Set problem: Return each line of the records with nothing changed, pictures excepted.

Entries shown:
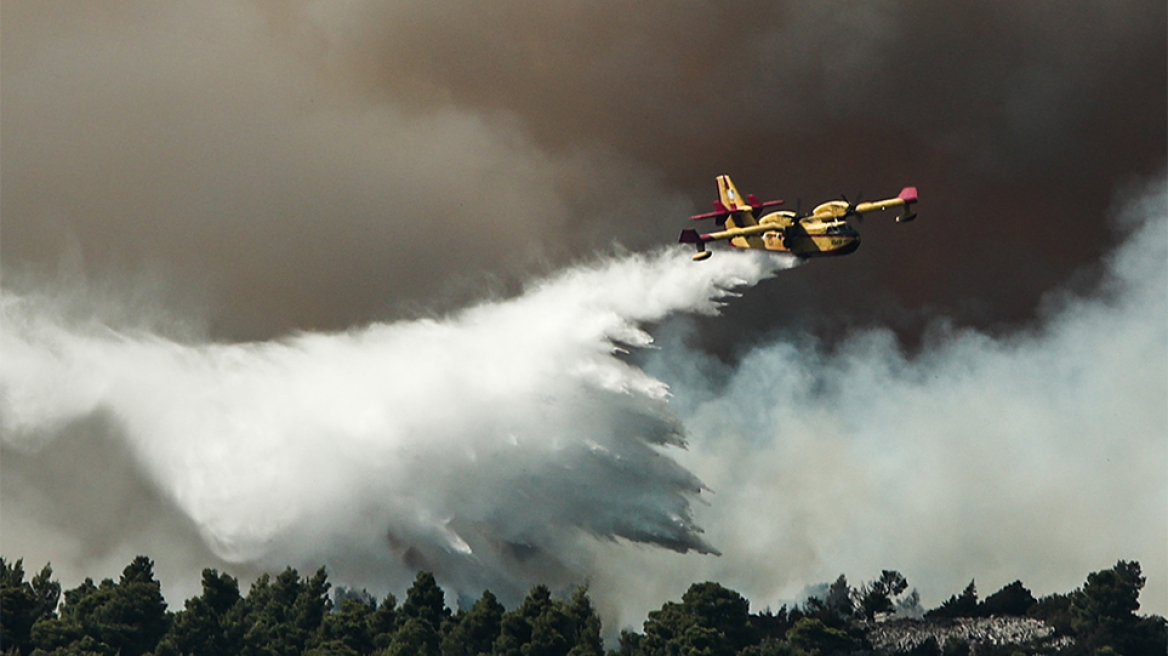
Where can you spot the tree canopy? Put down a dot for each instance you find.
(289, 615)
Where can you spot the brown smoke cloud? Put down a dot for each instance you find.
(317, 165)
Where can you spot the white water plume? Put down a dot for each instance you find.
(480, 446)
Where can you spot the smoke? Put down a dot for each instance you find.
(1038, 455)
(221, 223)
(513, 442)
(484, 446)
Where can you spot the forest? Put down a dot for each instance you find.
(289, 614)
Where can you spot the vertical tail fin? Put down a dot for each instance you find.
(741, 213)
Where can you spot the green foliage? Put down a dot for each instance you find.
(1103, 613)
(126, 618)
(280, 616)
(23, 602)
(1013, 599)
(203, 626)
(290, 615)
(709, 621)
(475, 630)
(877, 595)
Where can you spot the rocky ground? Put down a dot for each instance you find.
(903, 635)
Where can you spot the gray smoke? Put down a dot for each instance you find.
(485, 446)
(222, 222)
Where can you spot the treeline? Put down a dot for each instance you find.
(289, 614)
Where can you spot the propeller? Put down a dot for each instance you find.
(852, 207)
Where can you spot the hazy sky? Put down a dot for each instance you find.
(201, 176)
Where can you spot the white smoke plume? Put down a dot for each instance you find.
(510, 442)
(484, 446)
(1038, 455)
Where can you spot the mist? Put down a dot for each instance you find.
(484, 446)
(384, 287)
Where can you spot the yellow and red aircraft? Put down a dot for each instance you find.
(822, 232)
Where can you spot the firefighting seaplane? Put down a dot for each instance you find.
(822, 232)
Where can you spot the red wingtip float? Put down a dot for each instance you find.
(822, 232)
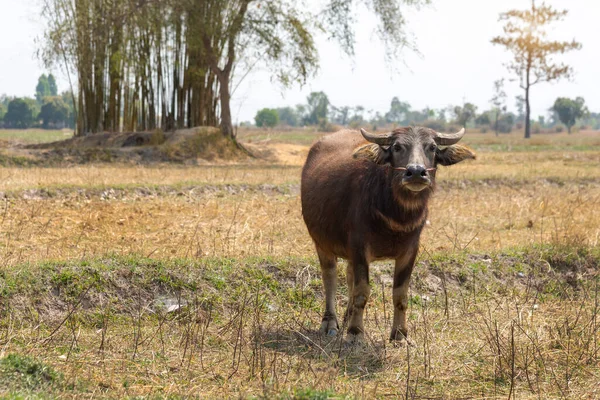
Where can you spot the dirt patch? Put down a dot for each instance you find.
(280, 153)
(189, 146)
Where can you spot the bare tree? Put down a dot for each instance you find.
(526, 38)
(498, 101)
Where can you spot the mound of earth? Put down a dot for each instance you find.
(196, 145)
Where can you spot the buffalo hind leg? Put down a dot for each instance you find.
(358, 299)
(329, 324)
(402, 272)
(350, 282)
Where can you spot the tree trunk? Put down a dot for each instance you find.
(527, 106)
(226, 124)
(527, 115)
(496, 124)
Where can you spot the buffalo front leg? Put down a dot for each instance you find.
(329, 324)
(359, 295)
(402, 272)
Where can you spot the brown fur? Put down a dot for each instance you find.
(358, 206)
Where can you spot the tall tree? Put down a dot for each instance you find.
(52, 85)
(465, 113)
(525, 36)
(54, 112)
(171, 63)
(288, 116)
(499, 102)
(317, 108)
(569, 110)
(398, 112)
(20, 114)
(42, 89)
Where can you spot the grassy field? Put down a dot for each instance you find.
(174, 281)
(34, 135)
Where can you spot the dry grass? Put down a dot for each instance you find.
(260, 220)
(90, 252)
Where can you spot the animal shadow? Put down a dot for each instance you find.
(354, 359)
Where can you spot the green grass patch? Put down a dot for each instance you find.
(35, 135)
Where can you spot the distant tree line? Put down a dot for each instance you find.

Solution below:
Where can you spot the tree canopy? Put down a dot for each instance you find.
(289, 615)
Where can you spot the brown smoke cloud? Put down a dot for each instance you find.
(317, 165)
Where can you spot the white water plume? Put down a dot for each instance you find.
(480, 446)
Where can you spot the smoke? Put down a dot for each instance you find.
(1038, 455)
(221, 223)
(513, 442)
(484, 446)
Where can you spot the forest? Put down a dot for each instance you find.
(289, 614)
Where can you spot the vertical tail fin? Put down a dot for each instance you find.
(741, 213)
Where can you spot the green foliage? Put down a dot for each instance you find.
(1103, 613)
(126, 618)
(280, 616)
(23, 602)
(1013, 599)
(203, 626)
(290, 615)
(709, 621)
(475, 630)
(877, 595)
Where can you spot the rocky ground? Put down a dot for each instance you find.
(903, 635)
Where can you spot the gray smoke? Put down a dot for each instance you find.
(485, 446)
(222, 222)
Where can you spot the treeline? Put down a dot for each instance you find.
(289, 614)
Where can you spot the propeller? Put down a dot for each instance you find.
(852, 207)
Where can you spot the hazy sky? Put down a dot for each instance you find.
(201, 176)
Where can you spot the white smoke plume? Put down a dot for each instance you find.
(510, 442)
(484, 446)
(1038, 455)
Where can you spot the mist? Put down a dot for each instance you find.
(484, 446)
(384, 287)
Where can you spot the yellow and red aircraft? Put down a dot for each instance you find.
(822, 232)
Where can you spot the firefighting seaplane? Put down a dot for each instance you find.
(822, 232)
Where can you spot the red wingtip float? Put down a dot for each instance you find.
(822, 232)
Where can you spot the dirt patch? Put down a dot for each instance you find.
(280, 153)
(189, 146)
Where can you spot the bare tree? Put down a dot for each instance you find.
(526, 38)
(498, 101)
Where can you spot the mound of earth? Put down a dot for each instance you find.
(196, 145)
Where can you spot the buffalo hind leg? Put down a dot for each instance you find.
(358, 299)
(329, 324)
(402, 272)
(350, 282)
Where can you spot the tree trunk? Put down a dot for each instance you find.
(527, 106)
(226, 124)
(527, 115)
(496, 124)
Where can you spot the buffalo front leg? Put down a dot for each instance you find.
(329, 324)
(359, 295)
(402, 272)
Where can you spot the brown fur? Put down a dot for each instance you find.
(358, 206)
Where can you spot the tall tree? Put down a dot for each instance you find.
(52, 85)
(465, 113)
(525, 36)
(54, 112)
(171, 63)
(288, 116)
(499, 102)
(317, 108)
(569, 110)
(398, 112)
(20, 114)
(42, 89)
Where can you spot the grassy field? Put down a dot for each instance you find.
(174, 281)
(34, 135)
Where can you spot the dry grass? Put down a dot for each instance you find.
(260, 220)
(90, 252)
Where can you spot the animal shadow? Put down a dot for each instance you find.
(354, 359)
Where can you spot the green grass patch? Put down a dot for each instance you find.
(35, 135)
Where can you spot the distant tree line? Put down a dot for each instance you find.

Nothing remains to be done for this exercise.